Every record below is to be retyped exactly.

Dataset entries:
◆ ◆ ◆
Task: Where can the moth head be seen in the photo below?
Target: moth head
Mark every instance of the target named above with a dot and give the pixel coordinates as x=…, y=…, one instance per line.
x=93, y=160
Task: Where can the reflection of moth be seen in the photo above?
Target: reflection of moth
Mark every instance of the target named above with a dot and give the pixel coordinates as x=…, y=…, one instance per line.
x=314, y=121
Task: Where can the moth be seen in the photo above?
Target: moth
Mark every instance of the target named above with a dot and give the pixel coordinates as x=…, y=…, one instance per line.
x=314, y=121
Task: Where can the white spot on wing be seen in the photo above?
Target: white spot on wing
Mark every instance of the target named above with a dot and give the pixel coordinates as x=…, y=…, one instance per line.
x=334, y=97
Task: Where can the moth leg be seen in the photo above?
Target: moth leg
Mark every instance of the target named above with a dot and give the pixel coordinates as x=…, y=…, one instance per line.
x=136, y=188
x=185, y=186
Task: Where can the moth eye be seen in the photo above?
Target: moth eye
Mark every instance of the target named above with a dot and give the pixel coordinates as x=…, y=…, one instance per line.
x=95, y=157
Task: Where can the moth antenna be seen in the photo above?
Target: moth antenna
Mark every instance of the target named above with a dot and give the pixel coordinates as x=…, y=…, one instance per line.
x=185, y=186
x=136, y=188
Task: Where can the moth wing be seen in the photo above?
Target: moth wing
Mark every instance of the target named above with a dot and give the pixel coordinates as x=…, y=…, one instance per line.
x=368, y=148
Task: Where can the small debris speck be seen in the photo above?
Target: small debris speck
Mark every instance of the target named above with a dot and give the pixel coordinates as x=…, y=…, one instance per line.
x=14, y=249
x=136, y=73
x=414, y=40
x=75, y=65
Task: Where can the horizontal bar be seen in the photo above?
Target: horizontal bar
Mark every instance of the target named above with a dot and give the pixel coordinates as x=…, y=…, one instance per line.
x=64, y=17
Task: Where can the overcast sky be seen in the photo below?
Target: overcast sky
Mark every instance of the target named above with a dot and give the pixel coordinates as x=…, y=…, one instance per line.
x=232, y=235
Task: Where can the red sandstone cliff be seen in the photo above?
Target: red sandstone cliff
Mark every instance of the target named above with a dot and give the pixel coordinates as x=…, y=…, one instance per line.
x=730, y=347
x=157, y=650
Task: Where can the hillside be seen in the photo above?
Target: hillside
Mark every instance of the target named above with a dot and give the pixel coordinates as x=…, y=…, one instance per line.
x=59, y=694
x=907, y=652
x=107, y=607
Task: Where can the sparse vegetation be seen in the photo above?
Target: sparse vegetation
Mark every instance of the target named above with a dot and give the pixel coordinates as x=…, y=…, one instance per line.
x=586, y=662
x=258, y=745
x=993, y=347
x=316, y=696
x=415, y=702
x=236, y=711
◆ ◆ ◆
> [REPLY TO THE EXERCISE]:
Task: Where can the moth head be seen in the photo below?
Target: moth head
Mark every instance of the target named above with a dot and give the pixel coordinates as x=…, y=…, one instance per line.
x=93, y=160
Task: Where can the reflection of moth be seen in the photo above?
Target: reflection of moth
Mark every instance of the target named above with a dot and give the pixel coordinates as x=…, y=…, one instance per line.
x=314, y=121
Task: Where can the moth be seen in the photo above?
Target: moth
Mark every instance of the target named above with a dot and give the pixel coordinates as x=…, y=…, one instance per line.
x=314, y=121
Task: Where can the white spot on wing be seen in the photo above?
Target: white spot on wing
Mark every instance of the target named above with a dot and give the pixel coordinates as x=…, y=…, one instance per line.
x=334, y=97
Task: Where can the moth leg be seen in the photo above?
Target: moth leg
Mark every instance of the target named above with a dot and give the pixel coordinates as x=…, y=…, one instance per line.
x=136, y=188
x=185, y=186
Task: Where can the moth eye be seen in the photo above?
Target: moth eye
Mark every instance of the target named above with a dot and give the pixel coordinates as x=…, y=…, one instance per line.
x=95, y=157
Task: Where can the moth antenna be seen in the photo above?
Target: moth antenna
Mark every instance of the target named above with a dot and give the pixel coordinates as x=…, y=…, one instance per line.
x=185, y=186
x=136, y=188
Task: Where can the moth wing be seen in the photo above?
Target: moth wing
Mark every instance of the target named above with a dot and give the pixel coordinates as x=…, y=…, one instance per line.
x=368, y=148
Task: Where can the small debris speck be seen in the photo above?
Target: small debris speck
Mark every instance of the target named above with a dot and give the pixel coordinates as x=…, y=…, one instance per line.
x=14, y=249
x=136, y=73
x=414, y=40
x=75, y=65
Task: Where can the horizontal bar be seen in the photo above?
Target: horizontal bar
Mark every instance of the target named above with a dot and give the pixel coordinates as x=…, y=…, one instance per line.
x=64, y=17
Task: Where can the overcast sky be seen in the photo below?
Target: overcast sky
Mark every instance of the target named above with a dot and give the pixel coordinates as x=…, y=…, one instance per line.
x=232, y=235
Task: Where can the red sandstone cliff be seen in the photo above?
Target: red sandstone cliff
Mark every instance of the target named above with a dot and give the pixel coordinates as x=…, y=…, one instance per line.
x=730, y=347
x=157, y=650
Task: Where can the hillside be seen in the photo above?
Target: hillside
Mark every instance of the target named above with a dot and give the pixel coordinates as x=…, y=…, one instance per line.
x=59, y=694
x=907, y=652
x=107, y=607
Task: Where can the sparse vegetation be seen in the photo above?
Target: sparse vegetation
Mark every instance of the target named above with a dot and give the pixel coordinates as x=…, y=…, one instance per line.
x=586, y=662
x=258, y=745
x=993, y=347
x=316, y=696
x=415, y=702
x=236, y=711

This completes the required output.